**Source passage:**

—————

Jim Rigsby and Associates

 

A DISCUSSION ON VoIP

Peter Lupica
Copywrite 12/15/2003

 

Some forty years ago, the telephone companies began to introduce digital carrier systems (DS1 or T1) and thus established the digital carrier hierarchy that is still prevalent today. These systems digitized voice, or analog communications, into as a series of 1's and 0's so in essence, "it looked just like data". In fact, since the beginnings of digitized voice, there was little debate that somehow voice bits were different from data bits. This digitization offered numerous advantages, primarily from the standpoint of reducing/controlling transmission impairments.

Voice does however have some unique characteristics when compared to data. Chief among them is the fact that voice communication is time sensitive in that each packet has to arrive not only in the proper sequence (order) but also within a certain time frame. When using our PC's, most of us have probably experienced 'hung' applications or what would be a seemingly inordinate delay in response time. One need only imagine how a similar situation would impact a voice call. Due in part to this, voice communications has remained a circuit switched application. Conventional TDM (Time Division Multiplexing) was certainly a reliable means to support voice communication however a 'disadvantage' of TDM is that the circuits or paths, are idle until they were required to service another connection. In the case of DS1 (T1-Carrier), there are 24 time slots or paths, each of which can support one connection for a voice call. With fluctuating traffic, it is not uncommon for the facility to be, on average, largely idle.

With regard to data communications, the later situation is somewhat similar in that contemporary networks are generally underutilized with the average occupancy being 10% - 15% or less. However, their architecture is fundamentally different in that the entire facility is used for communication, analogous to a 'party line', with the protocol keeping track of which messages are intended for which users.

—————

**Record list:**
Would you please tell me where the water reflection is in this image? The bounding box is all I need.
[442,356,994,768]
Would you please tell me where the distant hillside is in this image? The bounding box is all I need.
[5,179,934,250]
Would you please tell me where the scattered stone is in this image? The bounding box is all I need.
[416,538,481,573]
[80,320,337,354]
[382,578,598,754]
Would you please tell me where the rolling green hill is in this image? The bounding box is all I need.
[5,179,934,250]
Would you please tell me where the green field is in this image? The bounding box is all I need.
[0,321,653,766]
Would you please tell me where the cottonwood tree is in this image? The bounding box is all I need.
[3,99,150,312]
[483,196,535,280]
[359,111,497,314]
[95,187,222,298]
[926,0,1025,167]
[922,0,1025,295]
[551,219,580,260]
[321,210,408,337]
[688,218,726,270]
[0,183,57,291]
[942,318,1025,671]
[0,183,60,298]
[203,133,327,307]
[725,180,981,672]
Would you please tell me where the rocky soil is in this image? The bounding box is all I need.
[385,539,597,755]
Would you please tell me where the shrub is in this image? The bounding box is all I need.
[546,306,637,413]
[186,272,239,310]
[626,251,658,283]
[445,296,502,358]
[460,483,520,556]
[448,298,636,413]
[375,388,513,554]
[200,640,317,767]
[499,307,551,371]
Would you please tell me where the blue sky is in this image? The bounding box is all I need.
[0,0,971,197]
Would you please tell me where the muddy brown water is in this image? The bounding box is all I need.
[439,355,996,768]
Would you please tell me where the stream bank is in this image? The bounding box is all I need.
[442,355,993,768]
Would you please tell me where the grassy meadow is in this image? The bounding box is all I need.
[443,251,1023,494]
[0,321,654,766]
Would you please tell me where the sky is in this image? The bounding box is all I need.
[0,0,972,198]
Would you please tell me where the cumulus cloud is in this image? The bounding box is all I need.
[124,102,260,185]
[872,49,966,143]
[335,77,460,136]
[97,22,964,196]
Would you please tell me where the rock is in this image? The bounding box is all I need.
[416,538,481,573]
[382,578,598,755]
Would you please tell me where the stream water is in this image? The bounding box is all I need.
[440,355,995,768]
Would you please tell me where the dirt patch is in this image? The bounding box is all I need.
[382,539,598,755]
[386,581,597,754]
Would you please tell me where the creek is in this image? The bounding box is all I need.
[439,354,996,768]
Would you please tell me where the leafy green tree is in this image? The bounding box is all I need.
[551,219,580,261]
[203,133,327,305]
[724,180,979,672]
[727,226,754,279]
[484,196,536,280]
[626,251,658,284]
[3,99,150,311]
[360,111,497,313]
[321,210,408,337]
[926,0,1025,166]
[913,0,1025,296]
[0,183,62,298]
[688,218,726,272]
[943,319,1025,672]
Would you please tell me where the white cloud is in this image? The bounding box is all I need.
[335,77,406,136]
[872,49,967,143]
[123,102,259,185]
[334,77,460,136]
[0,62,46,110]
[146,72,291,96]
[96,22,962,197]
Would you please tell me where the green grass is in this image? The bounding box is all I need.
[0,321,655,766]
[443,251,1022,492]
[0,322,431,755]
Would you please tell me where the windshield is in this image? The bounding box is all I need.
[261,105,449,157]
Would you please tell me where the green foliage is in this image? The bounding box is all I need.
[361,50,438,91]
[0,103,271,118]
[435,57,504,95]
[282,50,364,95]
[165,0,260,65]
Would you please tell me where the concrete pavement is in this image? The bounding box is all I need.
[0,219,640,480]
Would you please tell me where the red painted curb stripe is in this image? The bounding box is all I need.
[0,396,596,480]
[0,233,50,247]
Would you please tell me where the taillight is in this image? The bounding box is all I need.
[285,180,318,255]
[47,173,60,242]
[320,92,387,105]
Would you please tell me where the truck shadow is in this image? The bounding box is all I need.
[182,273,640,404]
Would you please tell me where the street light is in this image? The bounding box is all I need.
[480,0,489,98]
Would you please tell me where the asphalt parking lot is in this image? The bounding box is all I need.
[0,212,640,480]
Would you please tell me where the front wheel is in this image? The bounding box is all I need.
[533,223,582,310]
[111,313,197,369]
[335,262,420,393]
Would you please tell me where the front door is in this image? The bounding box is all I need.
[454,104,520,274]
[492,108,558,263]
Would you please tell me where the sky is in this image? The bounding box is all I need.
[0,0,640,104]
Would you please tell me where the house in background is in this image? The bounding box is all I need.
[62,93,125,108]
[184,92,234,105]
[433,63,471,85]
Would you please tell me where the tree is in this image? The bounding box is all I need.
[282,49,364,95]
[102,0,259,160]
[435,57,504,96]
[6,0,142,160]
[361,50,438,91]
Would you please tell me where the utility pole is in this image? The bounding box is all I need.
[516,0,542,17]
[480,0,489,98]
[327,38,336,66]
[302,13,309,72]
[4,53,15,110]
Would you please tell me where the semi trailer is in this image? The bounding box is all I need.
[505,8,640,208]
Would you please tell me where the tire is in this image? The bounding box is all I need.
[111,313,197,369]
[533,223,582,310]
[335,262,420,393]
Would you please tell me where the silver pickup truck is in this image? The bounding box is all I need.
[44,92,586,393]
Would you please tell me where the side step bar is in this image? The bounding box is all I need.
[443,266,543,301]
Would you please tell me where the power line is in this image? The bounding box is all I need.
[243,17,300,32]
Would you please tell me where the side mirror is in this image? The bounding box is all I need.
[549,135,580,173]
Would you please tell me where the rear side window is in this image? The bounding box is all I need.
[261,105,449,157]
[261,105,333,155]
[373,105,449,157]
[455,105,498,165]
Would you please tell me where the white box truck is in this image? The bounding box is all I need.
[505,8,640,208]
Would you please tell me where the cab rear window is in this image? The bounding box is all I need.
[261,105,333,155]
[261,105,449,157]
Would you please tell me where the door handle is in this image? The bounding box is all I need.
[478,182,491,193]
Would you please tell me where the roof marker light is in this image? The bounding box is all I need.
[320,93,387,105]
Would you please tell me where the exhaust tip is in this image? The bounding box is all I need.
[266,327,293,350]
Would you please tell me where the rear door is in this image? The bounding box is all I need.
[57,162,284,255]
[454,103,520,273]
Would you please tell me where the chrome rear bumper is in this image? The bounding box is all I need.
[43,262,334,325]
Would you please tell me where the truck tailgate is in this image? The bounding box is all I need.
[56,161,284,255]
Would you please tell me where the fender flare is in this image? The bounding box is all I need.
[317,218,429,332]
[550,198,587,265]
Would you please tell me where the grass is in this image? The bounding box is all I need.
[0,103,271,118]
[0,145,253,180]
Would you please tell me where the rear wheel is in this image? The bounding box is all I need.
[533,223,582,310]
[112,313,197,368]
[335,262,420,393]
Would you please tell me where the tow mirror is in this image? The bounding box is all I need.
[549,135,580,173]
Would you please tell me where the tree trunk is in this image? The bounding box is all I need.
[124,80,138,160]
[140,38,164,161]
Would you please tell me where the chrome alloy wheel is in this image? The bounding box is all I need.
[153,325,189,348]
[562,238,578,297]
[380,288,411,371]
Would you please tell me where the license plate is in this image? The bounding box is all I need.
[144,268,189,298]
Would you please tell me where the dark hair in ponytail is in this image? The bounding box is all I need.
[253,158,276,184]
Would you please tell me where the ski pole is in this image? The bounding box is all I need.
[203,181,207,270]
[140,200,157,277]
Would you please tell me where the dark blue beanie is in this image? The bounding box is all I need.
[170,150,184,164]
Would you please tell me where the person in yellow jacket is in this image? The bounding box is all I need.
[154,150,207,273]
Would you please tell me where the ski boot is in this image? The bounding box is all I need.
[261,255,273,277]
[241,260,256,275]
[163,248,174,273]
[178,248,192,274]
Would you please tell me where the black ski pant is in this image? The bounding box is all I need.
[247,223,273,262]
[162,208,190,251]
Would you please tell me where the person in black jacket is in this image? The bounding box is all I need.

—————

**Brief:**
Reproduce the passage of the VoIP discussion from "Some forty years" up to and including "reducing/controlling transmission impairments.", word for word.

**Complete response:**
Some forty years ago, the telephone companies began to introduce digital carrier systems (DS1 or T1) and thus established the digital carrier hierarchy that is still prevalent today. These systems digitized voice, or analog communications, into as a series of 1's and 0's so in essence, "it looked just like data". In fact, since the beginnings of digitized voice, there was little debate that somehow voice bits were different from data bits. This digitization offered numerous advantages, primarily from the standpoint of reducing/controlling transmission impairments.